• _YOUR GOAL_:
Write out the entries, please, from the line containing "opening with a single pin per instance." through their final line, exactly and with nothing else.

• _THE DATA_:
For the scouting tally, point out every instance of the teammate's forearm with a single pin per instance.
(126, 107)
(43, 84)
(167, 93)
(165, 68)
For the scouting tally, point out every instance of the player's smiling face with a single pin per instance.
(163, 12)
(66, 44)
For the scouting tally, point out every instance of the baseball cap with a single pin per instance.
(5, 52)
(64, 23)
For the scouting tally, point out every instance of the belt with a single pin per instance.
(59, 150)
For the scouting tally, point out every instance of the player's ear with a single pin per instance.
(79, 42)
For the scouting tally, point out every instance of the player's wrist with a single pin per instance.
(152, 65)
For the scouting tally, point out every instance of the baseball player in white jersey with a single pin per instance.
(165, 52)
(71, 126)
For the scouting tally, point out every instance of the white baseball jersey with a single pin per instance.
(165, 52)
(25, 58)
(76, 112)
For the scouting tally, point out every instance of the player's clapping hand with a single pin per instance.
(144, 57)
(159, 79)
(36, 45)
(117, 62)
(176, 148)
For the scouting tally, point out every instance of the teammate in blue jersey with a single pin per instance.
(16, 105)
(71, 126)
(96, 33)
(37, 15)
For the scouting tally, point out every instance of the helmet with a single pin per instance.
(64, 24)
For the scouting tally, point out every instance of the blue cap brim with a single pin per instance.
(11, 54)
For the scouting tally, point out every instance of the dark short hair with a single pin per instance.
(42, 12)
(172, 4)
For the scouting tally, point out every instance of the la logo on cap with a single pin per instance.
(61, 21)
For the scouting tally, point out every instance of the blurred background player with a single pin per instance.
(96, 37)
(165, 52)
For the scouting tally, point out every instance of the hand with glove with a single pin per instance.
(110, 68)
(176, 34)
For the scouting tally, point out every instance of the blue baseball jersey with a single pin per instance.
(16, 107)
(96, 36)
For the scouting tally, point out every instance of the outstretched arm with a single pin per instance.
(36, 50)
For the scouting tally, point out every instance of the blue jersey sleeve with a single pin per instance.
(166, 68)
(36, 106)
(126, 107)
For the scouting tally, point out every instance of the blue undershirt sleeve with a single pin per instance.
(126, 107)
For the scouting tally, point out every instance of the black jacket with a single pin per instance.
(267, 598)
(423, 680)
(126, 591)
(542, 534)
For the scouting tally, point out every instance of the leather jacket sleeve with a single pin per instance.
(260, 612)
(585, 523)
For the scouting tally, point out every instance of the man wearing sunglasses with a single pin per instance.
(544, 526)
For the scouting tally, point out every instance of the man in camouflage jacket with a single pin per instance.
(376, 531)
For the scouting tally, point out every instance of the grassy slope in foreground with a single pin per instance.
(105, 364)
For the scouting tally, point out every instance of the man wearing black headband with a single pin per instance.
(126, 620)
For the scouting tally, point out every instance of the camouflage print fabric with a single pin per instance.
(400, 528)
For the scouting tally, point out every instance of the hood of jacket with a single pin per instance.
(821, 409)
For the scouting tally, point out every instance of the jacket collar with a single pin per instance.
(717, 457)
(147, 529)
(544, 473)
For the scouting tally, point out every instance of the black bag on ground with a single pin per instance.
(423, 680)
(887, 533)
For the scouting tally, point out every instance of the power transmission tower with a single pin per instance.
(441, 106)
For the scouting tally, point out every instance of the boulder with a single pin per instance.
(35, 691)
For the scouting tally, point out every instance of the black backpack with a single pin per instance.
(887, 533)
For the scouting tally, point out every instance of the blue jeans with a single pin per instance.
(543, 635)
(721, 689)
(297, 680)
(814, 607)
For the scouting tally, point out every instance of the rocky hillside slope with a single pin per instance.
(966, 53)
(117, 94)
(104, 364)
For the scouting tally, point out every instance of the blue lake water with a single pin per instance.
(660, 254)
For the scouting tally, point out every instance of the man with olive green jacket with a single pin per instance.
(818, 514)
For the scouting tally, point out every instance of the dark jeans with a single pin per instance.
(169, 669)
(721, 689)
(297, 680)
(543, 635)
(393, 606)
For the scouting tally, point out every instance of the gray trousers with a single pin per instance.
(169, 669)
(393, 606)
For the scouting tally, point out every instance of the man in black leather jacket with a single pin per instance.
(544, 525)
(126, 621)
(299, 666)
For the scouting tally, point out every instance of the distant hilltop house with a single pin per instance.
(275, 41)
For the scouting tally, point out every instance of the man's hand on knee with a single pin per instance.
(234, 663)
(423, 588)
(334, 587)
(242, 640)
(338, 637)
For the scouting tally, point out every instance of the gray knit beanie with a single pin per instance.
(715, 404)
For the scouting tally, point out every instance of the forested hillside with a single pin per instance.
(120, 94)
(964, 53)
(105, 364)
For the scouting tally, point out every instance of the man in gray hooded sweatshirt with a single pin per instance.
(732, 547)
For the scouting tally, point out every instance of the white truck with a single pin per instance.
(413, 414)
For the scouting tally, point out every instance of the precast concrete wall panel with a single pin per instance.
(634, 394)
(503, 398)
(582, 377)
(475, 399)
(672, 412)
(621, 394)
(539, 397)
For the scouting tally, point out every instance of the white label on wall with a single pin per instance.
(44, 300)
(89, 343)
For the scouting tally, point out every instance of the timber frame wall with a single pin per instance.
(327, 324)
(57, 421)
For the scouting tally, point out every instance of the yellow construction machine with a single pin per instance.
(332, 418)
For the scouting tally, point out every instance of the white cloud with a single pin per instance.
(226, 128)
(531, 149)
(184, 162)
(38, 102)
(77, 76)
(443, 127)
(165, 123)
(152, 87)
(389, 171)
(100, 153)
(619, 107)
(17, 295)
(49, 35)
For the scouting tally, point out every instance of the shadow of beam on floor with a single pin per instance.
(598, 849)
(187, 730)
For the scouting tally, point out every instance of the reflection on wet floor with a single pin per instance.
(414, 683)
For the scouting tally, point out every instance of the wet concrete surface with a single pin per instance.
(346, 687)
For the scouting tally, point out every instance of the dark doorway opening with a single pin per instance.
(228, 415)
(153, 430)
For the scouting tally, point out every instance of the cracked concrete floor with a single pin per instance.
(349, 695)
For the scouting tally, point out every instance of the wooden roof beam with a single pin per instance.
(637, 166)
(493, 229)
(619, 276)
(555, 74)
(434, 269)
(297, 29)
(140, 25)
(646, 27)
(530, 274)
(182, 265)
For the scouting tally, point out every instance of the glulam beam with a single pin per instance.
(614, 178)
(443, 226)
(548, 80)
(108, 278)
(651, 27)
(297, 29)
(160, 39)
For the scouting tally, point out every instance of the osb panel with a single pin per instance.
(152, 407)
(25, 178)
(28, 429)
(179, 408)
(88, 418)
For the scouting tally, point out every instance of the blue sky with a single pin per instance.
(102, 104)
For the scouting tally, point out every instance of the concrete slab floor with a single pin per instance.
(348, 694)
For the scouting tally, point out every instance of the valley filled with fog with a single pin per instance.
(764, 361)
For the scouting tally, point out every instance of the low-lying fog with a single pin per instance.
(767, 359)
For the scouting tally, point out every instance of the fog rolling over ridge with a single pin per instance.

• _YOUR RESPONSE_:
For the scouting tally, point out every instance of the dark doorway opening with a single pin per instance.
(228, 415)
(153, 430)
For the scouting tally, point out every instance of the cracked concrete floor with a single pin per instance.
(349, 695)
For the scouting tally, point out every instance of the wooden roof beam with a single pin per instance.
(637, 166)
(493, 229)
(619, 276)
(555, 74)
(434, 269)
(297, 29)
(140, 25)
(646, 27)
(530, 274)
(182, 265)
For the scouting tally, point out every instance of the glulam beam with a single pin per instance.
(614, 178)
(443, 226)
(548, 80)
(108, 278)
(651, 27)
(297, 29)
(160, 39)
For the scouting tally, point out every instance of the osb panel with a single pin per instance.
(152, 407)
(25, 178)
(28, 429)
(179, 408)
(88, 418)
For the scouting tally, point out every instance of the blue sky with a single pin per instance.
(102, 104)
For the scouting tally, point out every instance of the concrete slab floor with a single pin per instance.
(348, 694)
For the scouting tally, point out every instance of the valley filled with fog with a single pin per instance.
(764, 361)
For the scouting tally, point out every instance of the low-lying fog with a single pin per instance.
(767, 359)
For the scouting tally, point out every instance of the fog rolling over ridge with a single pin per instance.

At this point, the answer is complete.